## What this exercise asks
A. In the Sqoop-to-Hive post, rewrite the paragraph beginning "If set, then the job will fail" in a shorter form that keeps its main facts.
B. According to the Sqoop-to-Hive post, which argument overwrites existing data in the Hive table?
C. Please resume the Sqoop-to-Hive post from the point where it stops.

## Extract provided
_ _ _
Tuesday, 30 July 2019

Sqoop Import to Hive Database

Sqoop Import to Hive Database

Create Hive Database
Type hive in command shell
[umeshp6655@gw02 ~]$ hive
Logging initialized using configuration in file:/usr/hdp/2.6.5.0-292/hive/conf/hive-log4j.properties
hive (default)> create database umeshp6655_sqoop_import;
OK
Time taken: 2.09 seconds
hive (default)> use umeshp6655_sqoop_import
OK
Time taken: 0.253 seconds
hive (umeshp6655_sqoop_import)> create table t(i int);
OK
Time taken: 0.448 seconds
-- Dropping directories, in case your hive database/tables in consistent state
hadoop fs -rm -R /user/hive/warehouse/departments
Hive Arguments:

Argument
Description
--hive-import
Import tables into Hive (Uses Hive’s default delimiters if none are set.)
--hive-overwrite
Overwrite existing data in the Hive table.
--create-hive-table
If set, then the job will fail if the target hive
table exists. By default this property is false.
--hive-table <table-name>
Sets the table name to use when importing to Hive.
--hive-drop-import-delims
Drops \n, \r, and \01 from string fields when importing to Hive.
--hive-delims-replacement
Replace \n, \r, and \01 from string fields with user defined string when importing to Hive.
--hive-partition-key
Name of a hive field to partition are sharded on
--hive-partition-value <v>
String-value that serves as partition key for this imported into hive in this job.
--map-column-hive <map>
Override default mapping from SQL type to Hive type for configured columns.
_ _ _
## Data section
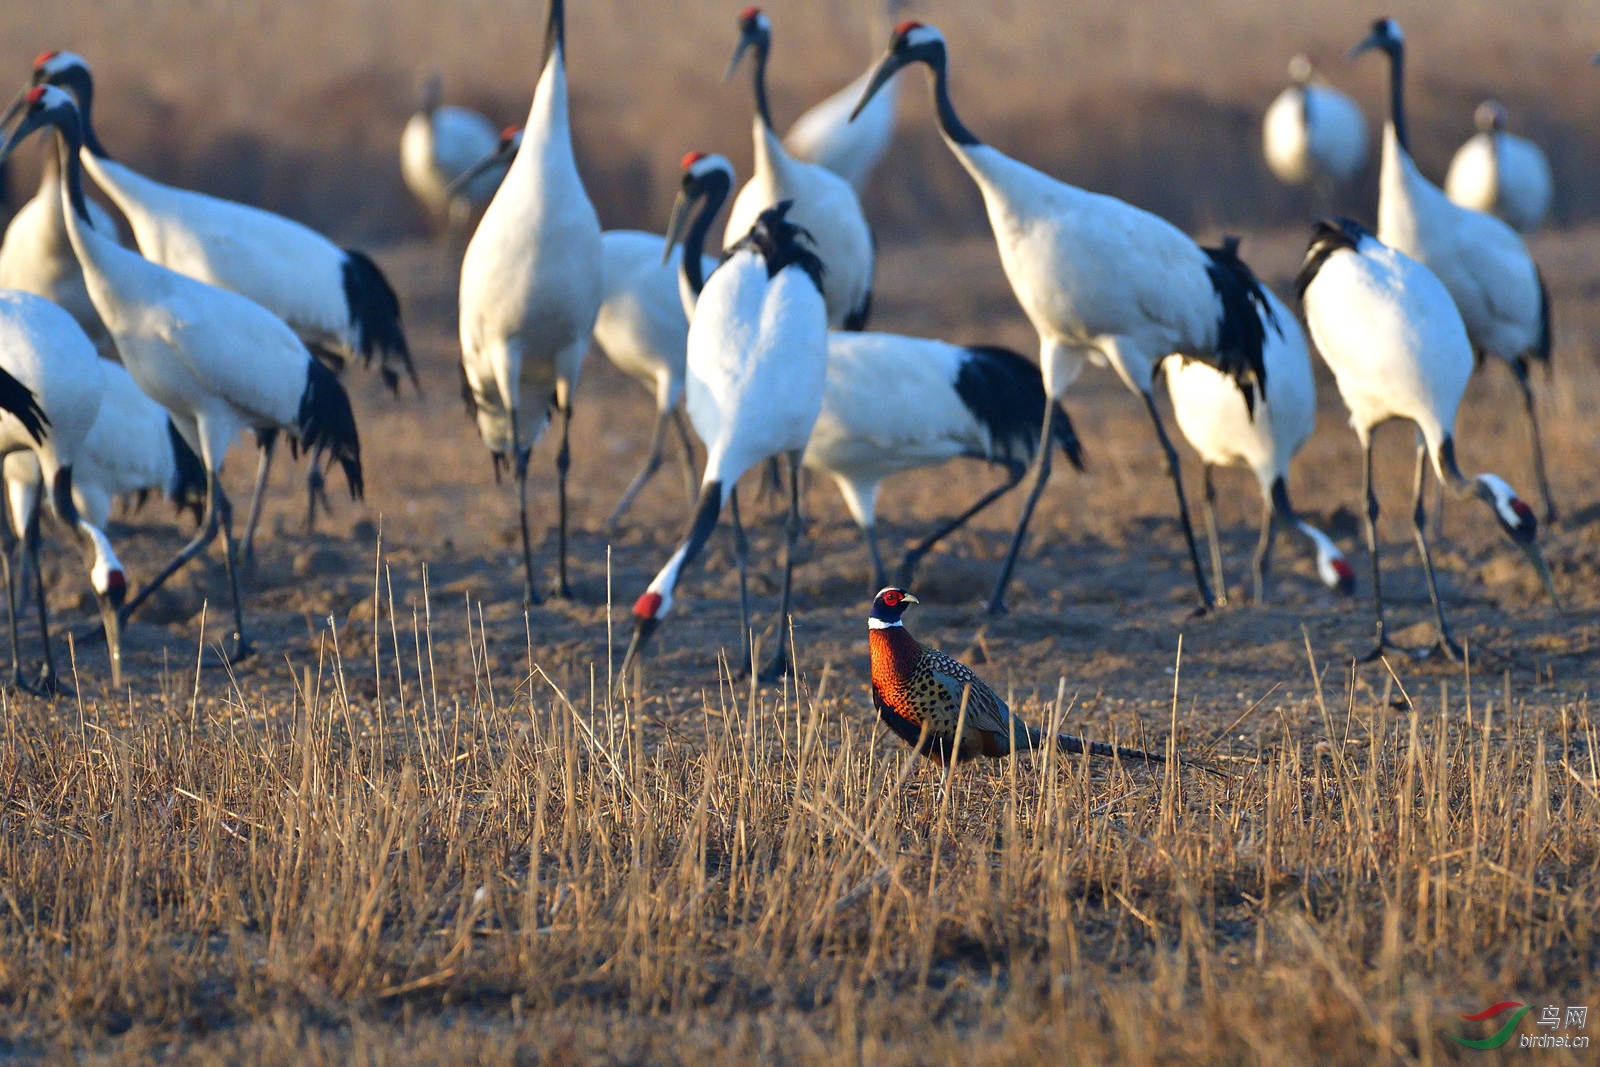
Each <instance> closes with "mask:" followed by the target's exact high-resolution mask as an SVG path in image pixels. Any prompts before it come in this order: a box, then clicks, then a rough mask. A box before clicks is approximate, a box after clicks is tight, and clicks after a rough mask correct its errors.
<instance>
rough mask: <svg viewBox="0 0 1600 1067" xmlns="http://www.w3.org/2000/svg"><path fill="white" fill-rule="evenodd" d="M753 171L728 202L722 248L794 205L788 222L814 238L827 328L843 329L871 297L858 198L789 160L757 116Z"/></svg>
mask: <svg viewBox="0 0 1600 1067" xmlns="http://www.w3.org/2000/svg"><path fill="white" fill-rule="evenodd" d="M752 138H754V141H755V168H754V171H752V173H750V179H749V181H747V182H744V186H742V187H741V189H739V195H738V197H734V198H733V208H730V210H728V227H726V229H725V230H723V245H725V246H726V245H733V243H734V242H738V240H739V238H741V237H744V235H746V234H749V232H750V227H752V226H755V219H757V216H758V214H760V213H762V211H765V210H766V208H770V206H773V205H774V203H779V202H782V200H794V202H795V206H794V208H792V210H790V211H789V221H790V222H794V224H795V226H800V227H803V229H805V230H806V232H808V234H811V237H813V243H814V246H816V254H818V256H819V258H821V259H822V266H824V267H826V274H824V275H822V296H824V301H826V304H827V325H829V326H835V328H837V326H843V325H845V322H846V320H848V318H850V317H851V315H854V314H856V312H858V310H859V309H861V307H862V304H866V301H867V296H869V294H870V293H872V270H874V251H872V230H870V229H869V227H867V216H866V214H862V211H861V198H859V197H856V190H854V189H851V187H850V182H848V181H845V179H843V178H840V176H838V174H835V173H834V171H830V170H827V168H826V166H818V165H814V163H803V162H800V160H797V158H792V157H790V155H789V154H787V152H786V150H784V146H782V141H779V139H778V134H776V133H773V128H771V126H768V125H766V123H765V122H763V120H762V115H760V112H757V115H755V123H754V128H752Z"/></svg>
_ _ _
## Task-by-task outputs
A. When set, the job fails if the target Hive table already exists. It is false by default.

B. --hive-overwrite

C.
Simple hive import using sqoop import command
sqoop import \
--connect jdbc:mysql://db_path \
--username username \
--password ****** \
--table $table_name \
--hive-import \
--hive-database dbname \
--hive-table table_name \
--num-mappers 2
//data store at /user/username/tablename (default directory)
//show tables   //describe formatted table_name  //get location from the value displayed.
//hadoop fs -ls location_value(paste)
//hadoop fs -get location_value(paste) umeshp6655_import_sqoop \\to get data to local machine
//move to directory by cd directory_name and type view part-m-00000 \\In file you can see format in which data stored like delimiters.


For checking data
1) Come out of hive by writing exit command
2) when you are in hdfs/hadoop then use below command :
hdfs fs -get filepath .
3) move to that path by use of cd command
cd filepath
4) Once you are in that directory in which data imported then type below command.
ls -ltr
Imported files are displayed
5) To display file contained use below command
view file_name.
Will display stored data format.

Simple hive import using sqoop import command to overwrite hive tables
--hive-overwrite : It will overwrite existing values.
sqoop import \
--connect jdbc:mysql://db_path \
--username username \
--password ****** \
--table $table_name \
--hive-import \
--hive-database dbname \
--hive-table table_name \
--hive-overwrite \
--num-mappers 2

Note : --hive-overwrite or --create-hive-table only one will be use as they are mutually exclusive.
--create-hive-table : If set, then the job will fail if the target hive table exists

sqoop import \
--connect jdbc:mysql://db_path \
--username username \
--password ****** \
--table $table_name \
--hive-import \
--hive-database dbname \
--hive-table table_name \
--create-hive-table \    //failed as tables already creates at respective location.
--num-mappers 2

import-all-tables
Limitations :
--warehouse-dir is mandatory
Better to use autoreset-to-one-mapper(if table has no primary key)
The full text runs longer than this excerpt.